>> start RECORDS SHOWN

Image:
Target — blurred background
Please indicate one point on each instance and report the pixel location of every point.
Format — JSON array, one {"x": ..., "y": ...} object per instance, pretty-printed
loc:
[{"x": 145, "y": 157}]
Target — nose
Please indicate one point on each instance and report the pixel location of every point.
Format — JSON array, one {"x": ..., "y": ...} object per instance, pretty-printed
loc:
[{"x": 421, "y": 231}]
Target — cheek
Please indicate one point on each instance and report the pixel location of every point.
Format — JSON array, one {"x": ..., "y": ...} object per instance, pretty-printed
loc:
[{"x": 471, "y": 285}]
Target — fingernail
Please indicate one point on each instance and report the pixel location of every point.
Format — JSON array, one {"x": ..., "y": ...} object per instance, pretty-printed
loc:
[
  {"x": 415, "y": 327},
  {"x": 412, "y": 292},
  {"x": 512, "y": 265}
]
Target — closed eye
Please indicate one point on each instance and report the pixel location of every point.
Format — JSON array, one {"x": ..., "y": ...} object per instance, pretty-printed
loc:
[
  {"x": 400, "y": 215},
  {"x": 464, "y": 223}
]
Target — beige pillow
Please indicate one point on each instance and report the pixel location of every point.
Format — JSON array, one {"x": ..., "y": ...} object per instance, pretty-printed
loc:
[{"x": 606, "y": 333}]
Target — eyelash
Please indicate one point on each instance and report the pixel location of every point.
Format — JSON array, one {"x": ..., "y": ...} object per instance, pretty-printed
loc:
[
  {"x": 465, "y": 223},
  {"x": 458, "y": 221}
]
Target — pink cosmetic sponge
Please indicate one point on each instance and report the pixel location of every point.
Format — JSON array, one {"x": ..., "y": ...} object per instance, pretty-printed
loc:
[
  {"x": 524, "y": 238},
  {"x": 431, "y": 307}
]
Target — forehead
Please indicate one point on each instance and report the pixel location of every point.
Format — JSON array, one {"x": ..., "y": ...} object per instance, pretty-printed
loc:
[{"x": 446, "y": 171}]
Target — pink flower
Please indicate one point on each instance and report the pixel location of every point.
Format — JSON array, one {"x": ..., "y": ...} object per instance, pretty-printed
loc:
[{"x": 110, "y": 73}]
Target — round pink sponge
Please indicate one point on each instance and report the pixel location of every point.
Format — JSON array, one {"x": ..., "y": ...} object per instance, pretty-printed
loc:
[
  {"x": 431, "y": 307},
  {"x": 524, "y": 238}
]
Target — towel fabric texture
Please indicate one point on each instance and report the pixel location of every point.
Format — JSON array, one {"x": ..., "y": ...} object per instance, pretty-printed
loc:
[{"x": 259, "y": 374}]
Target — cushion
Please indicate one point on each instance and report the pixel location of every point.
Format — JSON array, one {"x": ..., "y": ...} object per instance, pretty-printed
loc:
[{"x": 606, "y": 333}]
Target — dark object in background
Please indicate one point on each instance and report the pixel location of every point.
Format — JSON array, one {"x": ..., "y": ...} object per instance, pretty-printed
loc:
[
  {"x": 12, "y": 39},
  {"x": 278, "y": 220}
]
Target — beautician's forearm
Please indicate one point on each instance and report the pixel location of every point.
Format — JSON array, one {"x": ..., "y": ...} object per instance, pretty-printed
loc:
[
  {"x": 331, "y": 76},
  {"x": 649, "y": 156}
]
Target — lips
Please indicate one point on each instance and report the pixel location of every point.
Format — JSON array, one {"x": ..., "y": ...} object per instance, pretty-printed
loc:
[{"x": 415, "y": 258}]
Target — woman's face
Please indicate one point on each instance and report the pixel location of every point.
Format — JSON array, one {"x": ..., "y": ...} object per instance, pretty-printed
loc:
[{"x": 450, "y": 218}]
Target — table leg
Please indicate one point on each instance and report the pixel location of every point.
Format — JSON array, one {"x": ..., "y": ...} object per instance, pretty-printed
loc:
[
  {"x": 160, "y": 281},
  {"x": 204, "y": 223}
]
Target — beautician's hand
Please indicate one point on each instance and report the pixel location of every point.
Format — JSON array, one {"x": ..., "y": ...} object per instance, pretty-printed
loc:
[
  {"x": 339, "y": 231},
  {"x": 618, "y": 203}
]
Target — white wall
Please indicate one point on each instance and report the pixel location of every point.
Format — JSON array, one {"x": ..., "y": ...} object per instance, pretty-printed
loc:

>> end RECORDS SHOWN

## EXERCISE TASK
Set down all of the entries above again, word for word, with nothing added, dropped, or changed.

## THE OUTPUT
Image:
Target — blurred background
Please indicate one point on each instance and report the pixel location of every point.
Format — JSON array, one {"x": ..., "y": ...} object per instance, pretty-printed
loc:
[{"x": 145, "y": 157}]
Target — nose
Please indicate one point on each instance and report the pixel location of every point.
Format — JSON array, one {"x": ..., "y": ...} object per instance, pretty-printed
loc:
[{"x": 421, "y": 231}]
Target — cheek
Please indicate one point on each instance and report the pixel location of every point.
Format — JSON array, one {"x": ..., "y": ...} object per instance, pretty-printed
loc:
[{"x": 471, "y": 285}]
Target — fingernail
Please indicate one point on each instance and report the pixel location of every point.
Format — JSON array, one {"x": ..., "y": ...} object per instance, pretty-printed
loc:
[
  {"x": 415, "y": 327},
  {"x": 412, "y": 292},
  {"x": 512, "y": 265}
]
Target — closed eye
Please indicate one point on each instance and report the pixel location of every point.
Format — JSON array, one {"x": ..., "y": ...} object per instance, pretty-printed
loc:
[
  {"x": 400, "y": 215},
  {"x": 464, "y": 223}
]
Target — beige pillow
Please indicate one point on each instance and report the pixel location of every point.
Format — JSON array, one {"x": ..., "y": ...} object per instance, pretty-printed
loc:
[{"x": 606, "y": 333}]
Target — eyelash
Please indicate one point on each instance and report the pixel location of every point.
Format — JSON array, one {"x": ..., "y": ...} object per instance, pretty-printed
loc:
[
  {"x": 465, "y": 223},
  {"x": 458, "y": 221}
]
Target — pink cosmetic sponge
Please indicate one point on each instance and report the pixel location of every point.
Format — JSON array, one {"x": ..., "y": ...} object per instance, pretty-printed
loc:
[
  {"x": 524, "y": 238},
  {"x": 431, "y": 307}
]
Target — forehead
Please indicate one point on each instance and report the pixel location of every point.
Format — JSON array, one {"x": ..., "y": ...} object per instance, pretty-printed
loc:
[{"x": 446, "y": 171}]
Target — pink flower
Please indicate one point on each instance and report the pixel location of every point.
Format — JSON array, one {"x": ..., "y": ...} object per instance, pretty-printed
loc:
[{"x": 110, "y": 73}]
Target — round pink sponge
Please indicate one point on each instance and report the pixel location of every point.
Format — JSON array, one {"x": ..., "y": ...} object per instance, pretty-printed
loc:
[
  {"x": 431, "y": 307},
  {"x": 524, "y": 238}
]
Target — towel fabric texture
Please indicate one point on each instance and report the pixel location of every point.
Format — JSON array, one {"x": ..., "y": ...} object per instance, pretty-printed
loc:
[{"x": 259, "y": 374}]
Target — cushion
Please indicate one point on each instance and report the pixel location of every point.
Format — JSON array, one {"x": ..., "y": ...} object per instance, pretty-printed
loc:
[{"x": 606, "y": 333}]
Target — dark object in background
Please indicate one point on each instance and report the pixel location of every point.
Format — JSON array, one {"x": ..., "y": ...} object per instance, pretty-printed
loc:
[
  {"x": 12, "y": 39},
  {"x": 278, "y": 220}
]
Target — beautician's forearm
Please indicate one point on each instance and report the pixel location of every point.
Format — JSON array, one {"x": ..., "y": ...} object per instance, pretty-printed
loc:
[
  {"x": 331, "y": 76},
  {"x": 649, "y": 156}
]
Target — lips
Please indicate one point on each instance and report the pixel location of every point.
Format — JSON array, one {"x": ..., "y": ...} object per instance, pretty-printed
loc:
[{"x": 415, "y": 258}]
Target — woman's face
Please indicate one point on each instance and report the pixel location of every point.
Format — JSON array, one {"x": ..., "y": ...} object per instance, pretty-printed
loc:
[{"x": 450, "y": 218}]
Target — table leg
Please indicate one point on each instance and report the pixel location of every point.
Format — JSON array, one {"x": ..., "y": ...} object per instance, pretty-printed
loc:
[
  {"x": 160, "y": 281},
  {"x": 204, "y": 223}
]
Target — beautician's hand
Please indicate one point on each instance and report the pixel location of every point.
Format — JSON array, one {"x": ..., "y": ...} object per instance, pretty-printed
loc:
[
  {"x": 339, "y": 231},
  {"x": 618, "y": 203}
]
Target — white wall
Please indicate one point on each instance and report the pixel location of every point.
Format — JSON array, one {"x": ..., "y": ...} object per instance, pretty-printed
loc:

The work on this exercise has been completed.